Студентом в Корнелле в качестве основного предмета я изучал химию, потому что мой брат был известным химиком. Критики считают, что человек не может стать серьезным писателем, будучи выпускником технического вуза, как я. Традиционно преподаватели факультетов английского языка в университетах, сами того не осознавая, сеют в своих студентах страх перед инженерным, физическим и химическим факультетами. И я думаю, что этот страх передался критикам. Большинство наших критиков, будучи детищами факультетов английского языка, весьма подозрительно настроены по отношению к любому, кто интересуется техническими и прикладными науками. Как бы там ни было, в качестве основного предмета я изучал химию, но сейчас меня частенько заносит на факультеты английского языка, где я иногда преподаю, так что я привнес научное мышление в литературу. Благодарностей за это я получил очень мало.

> **ПОСТАВЛЕННАЯ ЗАДАЧА 1**: Изложите исходный фрагмент в двух предложениях.
> **ПОСТАВЛЕННАЯ ЗАДАЧА 2**: Назовите все факультеты, упомянутые в исходном фрагменте.
Записи к этому фрагменту никакого отношения не имеют.

> **НАБОР ДАННЫХ**:
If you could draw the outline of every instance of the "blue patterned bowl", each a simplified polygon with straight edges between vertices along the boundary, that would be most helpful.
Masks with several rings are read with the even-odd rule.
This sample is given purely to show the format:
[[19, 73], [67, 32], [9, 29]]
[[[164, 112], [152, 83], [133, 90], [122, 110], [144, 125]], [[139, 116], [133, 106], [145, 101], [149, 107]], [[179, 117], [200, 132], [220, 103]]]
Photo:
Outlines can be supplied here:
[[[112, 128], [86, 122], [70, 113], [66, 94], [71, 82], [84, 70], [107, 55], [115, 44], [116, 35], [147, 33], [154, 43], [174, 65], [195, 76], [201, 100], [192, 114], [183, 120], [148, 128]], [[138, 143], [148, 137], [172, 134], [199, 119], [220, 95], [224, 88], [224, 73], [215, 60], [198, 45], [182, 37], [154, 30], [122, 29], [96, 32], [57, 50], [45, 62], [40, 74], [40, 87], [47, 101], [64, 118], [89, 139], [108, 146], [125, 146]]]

> **ИТОГОВЫЙ РЕЗУЛЬТАТ 1**: Автор изучал химию в Корнелле в качестве основного предмета, поскольку брат автора был известным химиком, а критики, по мнению автора, переняли от факультетов английского языка страх и подозрительность по отношению к тем, кто интересуется техническими и прикладными науками. Сейчас автор иногда преподает на факультетах английского языка и привнес научное мышление в литературу, однако благодарностей за это получил очень мало.

> **ИТОГОВЫЙ РЕЗУЛЬТАТ 2**: Факультеты английского языка, инженерный, физический и химический факультеты.